→ TASK REQUIREMENTS
Reproduce word for word the part of the interview on direct-to-employer health plans starting at "RD: With our" and ending at "model like this.".

→ DOCUMENT PASSAGE
BEGIN
With every other traditional insurance plan, we’re chasing a copay and deductible, [with] very small balances, which costs a lot of money and takes time. This way the employee feels good and the employer feels good because they paid up front. Then again, there’s a mechanism with Nomi that once a claim has been approved, we get paid pretty rapidly, which is not often the case in traditional insurance. It can take upwards of two, three [or] four weeks for us to get paid. 

Q: Why partner with Nomi Health specifically? What do they bring that Henry Ford couldn’t build or execute on its own?

RD: With our direct-to-employer plan with GM, it comes from an employer. They do a lot of their own data analytics. They bring a lot of value to the table of knowing what’s going on with their employees. We compare data, share data and make plans together. Smaller, self-insured employees don’t have that depth and breadth. Nomi, as our partner in this arrangement, really brings some of that data to the employer and some of the other tools that a larger employer might have in its benefits departments that they don’t have. They’re a great partner in that sense. They also can act as a great account manager, much like you have with an insurance company, making sure things are getting done between all of us. They have a very experience oriented service model for both the provider and the employer to make sure that we’re getting those connections one needs in a model like this.

Q: How common are direct-to-employer models today? Are you seeing more health systems move in this direction as broader industry pressures grow?

RD: When you look across the nation, you have someone like Northwell, they have a fairly sophisticated program. I think everyone is dabbling in it. It really depends on the depth and breadth of the employers you have in your market who want to engage at this level. In their own benefits department, they have taken on the folks to do that, or they find a partner. It’s like what we’ve done with Nomi, or again, Northwell has done with their own internal company. I think you see it happening across the nation, in markets, in different ways.

Is it the primary thing folks are doing? No, but I think it’s an option. Particularly when we look at what has worked well in value-based care. We feel like getting closer to the employer and to the actual employees, we can have a better effect. The employer has such great communications and trust with their employees, and if we can be offering directly the advice that they need for preventative care or managing patients or employees that they have with comorbidities, collectively, we can be aligned in those messages, and that’s just a different way to think about it. 

If you have personal insurance yourself, you know that you can take advantage of our programs for health and wellness at your employer, as well as at your insurer. They’re not necessarily all coordinated. Yet we’ve really found in our relationship with GM, and we hope to with these self-insured employers, with Nomi, the same thing … that we can be closer to them in aligning those programs so they get greater engagement and adoption. Without that engagement and adoption, it’s harder to get further up the ladder on preventative care. 

Q: What are you hearing directly from employers? Why are they seeking these arrangements, and what does this model look like in practice for the employees and families it affects?

RD:  Employers are looking for transparency. The one thing that the model can do is somebody may be using a broker and decide not to. Nomi is engaging with employers’ regular brokers as well, but there’s fees all along the chain, from employer through the broker, through the insurance company, before you even get to the provider. There are opportunities to streamline that, and Nomi has been working with the brokers and the employers on that end as well. I think having full transparency into their data and access to their data, sometimes you might hear employers say, “I don’t even have access to my data,” and that’s kind of held as something that they need to ask for. With Nomi, it’s free access to their data, and we can sit and talk with them together about it.
END
→ INFORMATION
BEGIN
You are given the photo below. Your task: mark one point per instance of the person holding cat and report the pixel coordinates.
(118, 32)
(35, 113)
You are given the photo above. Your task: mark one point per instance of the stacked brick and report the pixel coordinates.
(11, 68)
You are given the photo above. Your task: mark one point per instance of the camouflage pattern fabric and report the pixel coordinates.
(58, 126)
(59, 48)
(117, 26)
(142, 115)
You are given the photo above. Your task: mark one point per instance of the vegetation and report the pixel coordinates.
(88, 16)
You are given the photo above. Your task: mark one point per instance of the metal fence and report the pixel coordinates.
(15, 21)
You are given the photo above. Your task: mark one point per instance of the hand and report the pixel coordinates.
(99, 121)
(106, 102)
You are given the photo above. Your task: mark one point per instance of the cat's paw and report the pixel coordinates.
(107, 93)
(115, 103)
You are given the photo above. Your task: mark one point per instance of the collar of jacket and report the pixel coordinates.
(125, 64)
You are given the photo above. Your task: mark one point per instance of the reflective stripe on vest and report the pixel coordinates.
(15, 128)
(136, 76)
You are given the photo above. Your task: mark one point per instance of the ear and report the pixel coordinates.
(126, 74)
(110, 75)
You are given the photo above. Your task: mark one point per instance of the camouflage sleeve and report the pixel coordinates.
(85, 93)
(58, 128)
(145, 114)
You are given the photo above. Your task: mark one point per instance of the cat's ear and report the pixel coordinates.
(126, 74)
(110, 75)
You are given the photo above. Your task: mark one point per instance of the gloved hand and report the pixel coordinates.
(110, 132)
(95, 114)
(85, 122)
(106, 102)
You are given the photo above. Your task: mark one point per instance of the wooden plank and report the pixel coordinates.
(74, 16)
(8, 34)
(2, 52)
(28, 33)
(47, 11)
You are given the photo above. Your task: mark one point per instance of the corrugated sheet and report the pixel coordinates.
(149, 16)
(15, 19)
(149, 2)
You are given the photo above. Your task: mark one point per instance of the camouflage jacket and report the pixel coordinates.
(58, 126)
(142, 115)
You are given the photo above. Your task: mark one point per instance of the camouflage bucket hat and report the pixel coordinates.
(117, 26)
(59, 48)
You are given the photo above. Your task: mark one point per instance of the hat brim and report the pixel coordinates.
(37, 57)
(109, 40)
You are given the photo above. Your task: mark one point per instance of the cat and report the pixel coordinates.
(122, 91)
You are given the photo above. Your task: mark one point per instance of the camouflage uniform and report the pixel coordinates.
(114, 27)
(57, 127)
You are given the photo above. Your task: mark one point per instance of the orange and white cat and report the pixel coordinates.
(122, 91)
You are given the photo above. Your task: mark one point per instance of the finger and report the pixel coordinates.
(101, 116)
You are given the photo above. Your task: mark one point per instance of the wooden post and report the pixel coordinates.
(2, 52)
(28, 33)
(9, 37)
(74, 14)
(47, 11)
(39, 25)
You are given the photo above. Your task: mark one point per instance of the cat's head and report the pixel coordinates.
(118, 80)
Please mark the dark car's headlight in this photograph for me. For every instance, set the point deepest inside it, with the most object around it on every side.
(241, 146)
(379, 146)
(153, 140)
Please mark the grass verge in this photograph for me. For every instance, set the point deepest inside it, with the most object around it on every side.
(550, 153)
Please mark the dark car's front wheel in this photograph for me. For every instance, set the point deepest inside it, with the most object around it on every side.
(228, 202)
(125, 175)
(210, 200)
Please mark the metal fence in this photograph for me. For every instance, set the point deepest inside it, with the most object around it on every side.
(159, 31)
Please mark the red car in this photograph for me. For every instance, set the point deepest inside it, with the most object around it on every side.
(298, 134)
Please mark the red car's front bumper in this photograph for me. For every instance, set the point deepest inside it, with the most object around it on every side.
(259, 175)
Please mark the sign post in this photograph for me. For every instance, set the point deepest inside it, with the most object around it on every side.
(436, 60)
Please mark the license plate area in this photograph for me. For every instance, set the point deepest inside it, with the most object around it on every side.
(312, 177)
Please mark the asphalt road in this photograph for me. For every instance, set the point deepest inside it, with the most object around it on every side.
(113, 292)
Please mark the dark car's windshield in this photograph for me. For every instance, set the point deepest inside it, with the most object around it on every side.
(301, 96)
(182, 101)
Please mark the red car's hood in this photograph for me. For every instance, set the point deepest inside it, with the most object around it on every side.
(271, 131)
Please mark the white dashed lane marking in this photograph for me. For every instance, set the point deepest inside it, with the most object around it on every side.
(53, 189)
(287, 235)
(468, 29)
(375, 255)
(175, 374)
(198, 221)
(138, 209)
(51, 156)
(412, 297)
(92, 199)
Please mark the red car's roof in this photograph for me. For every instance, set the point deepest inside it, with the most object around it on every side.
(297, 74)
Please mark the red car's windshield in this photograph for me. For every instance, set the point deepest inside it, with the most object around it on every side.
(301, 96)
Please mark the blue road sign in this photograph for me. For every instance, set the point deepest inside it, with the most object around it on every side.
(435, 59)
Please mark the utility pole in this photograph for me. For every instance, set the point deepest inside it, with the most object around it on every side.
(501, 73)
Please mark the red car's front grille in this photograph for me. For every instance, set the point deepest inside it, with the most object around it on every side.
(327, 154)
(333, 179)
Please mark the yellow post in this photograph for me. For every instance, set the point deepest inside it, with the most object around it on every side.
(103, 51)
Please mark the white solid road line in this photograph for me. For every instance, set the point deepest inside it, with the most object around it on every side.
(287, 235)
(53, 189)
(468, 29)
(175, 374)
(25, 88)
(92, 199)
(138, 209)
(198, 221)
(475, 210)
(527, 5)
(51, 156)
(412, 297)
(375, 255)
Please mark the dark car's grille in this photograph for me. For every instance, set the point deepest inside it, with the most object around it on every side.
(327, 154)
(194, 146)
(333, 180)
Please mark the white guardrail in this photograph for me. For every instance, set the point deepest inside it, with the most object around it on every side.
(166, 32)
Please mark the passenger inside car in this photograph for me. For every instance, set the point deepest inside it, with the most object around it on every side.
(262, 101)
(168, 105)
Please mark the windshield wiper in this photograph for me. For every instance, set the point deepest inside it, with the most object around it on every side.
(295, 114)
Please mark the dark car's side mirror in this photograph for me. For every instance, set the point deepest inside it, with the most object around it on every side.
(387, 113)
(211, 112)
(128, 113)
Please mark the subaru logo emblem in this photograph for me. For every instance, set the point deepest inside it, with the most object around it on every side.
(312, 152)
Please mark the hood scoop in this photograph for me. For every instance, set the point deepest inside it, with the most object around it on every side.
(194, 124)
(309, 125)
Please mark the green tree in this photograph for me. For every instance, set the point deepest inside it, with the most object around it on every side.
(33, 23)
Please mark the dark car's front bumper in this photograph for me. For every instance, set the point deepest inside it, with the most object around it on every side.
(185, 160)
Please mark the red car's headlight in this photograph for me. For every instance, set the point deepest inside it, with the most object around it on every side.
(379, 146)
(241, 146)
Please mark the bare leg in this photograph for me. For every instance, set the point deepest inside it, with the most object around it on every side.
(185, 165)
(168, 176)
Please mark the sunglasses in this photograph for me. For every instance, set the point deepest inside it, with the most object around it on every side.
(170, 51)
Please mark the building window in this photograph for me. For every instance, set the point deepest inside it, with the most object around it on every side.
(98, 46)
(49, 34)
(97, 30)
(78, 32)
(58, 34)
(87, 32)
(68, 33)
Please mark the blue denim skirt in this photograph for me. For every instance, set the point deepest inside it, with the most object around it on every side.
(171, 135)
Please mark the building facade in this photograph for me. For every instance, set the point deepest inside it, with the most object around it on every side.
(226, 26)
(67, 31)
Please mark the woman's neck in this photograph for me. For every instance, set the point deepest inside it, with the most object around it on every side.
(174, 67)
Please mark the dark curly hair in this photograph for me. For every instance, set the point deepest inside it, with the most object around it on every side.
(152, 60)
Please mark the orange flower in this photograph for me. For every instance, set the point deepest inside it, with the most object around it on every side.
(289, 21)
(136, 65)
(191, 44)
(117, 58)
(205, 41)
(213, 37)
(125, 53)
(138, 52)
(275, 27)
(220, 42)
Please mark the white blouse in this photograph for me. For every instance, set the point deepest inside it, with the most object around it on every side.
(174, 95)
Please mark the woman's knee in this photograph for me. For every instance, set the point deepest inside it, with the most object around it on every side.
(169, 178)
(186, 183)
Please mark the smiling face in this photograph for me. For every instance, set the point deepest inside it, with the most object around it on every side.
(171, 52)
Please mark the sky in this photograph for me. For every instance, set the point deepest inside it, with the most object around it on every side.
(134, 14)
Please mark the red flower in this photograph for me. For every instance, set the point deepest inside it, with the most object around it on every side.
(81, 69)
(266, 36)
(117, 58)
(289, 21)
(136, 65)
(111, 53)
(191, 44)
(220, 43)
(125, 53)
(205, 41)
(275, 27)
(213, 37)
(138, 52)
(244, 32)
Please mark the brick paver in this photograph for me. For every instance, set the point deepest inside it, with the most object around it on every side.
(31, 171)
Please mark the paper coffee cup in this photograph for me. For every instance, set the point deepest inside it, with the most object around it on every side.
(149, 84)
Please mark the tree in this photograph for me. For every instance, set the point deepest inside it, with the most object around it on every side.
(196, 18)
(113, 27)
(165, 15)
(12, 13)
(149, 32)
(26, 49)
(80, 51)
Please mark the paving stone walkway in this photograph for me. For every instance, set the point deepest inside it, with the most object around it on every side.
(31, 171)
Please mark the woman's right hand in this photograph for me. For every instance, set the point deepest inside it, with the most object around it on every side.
END
→ RESULT
RD: With our direct-to-employer plan with GM, it comes from an employer. They do a lot of their own data analytics. They bring a lot of value to the table of knowing what’s going on with their employees. We compare data, share data and make plans together. Smaller, self-insured employees don’t have that depth and breadth. Nomi, as our partner in this arrangement, really brings some of that data to the employer and some of the other tools that a larger employer might have in its benefits departments that they don’t have. They’re a great partner in that sense. They also can act as a great account manager, much like you have with an insurance company, making sure things are getting done between all of us. They have a very experience oriented service model for both the provider and the employer to make sure that we’re getting those connections one needs in a model like this.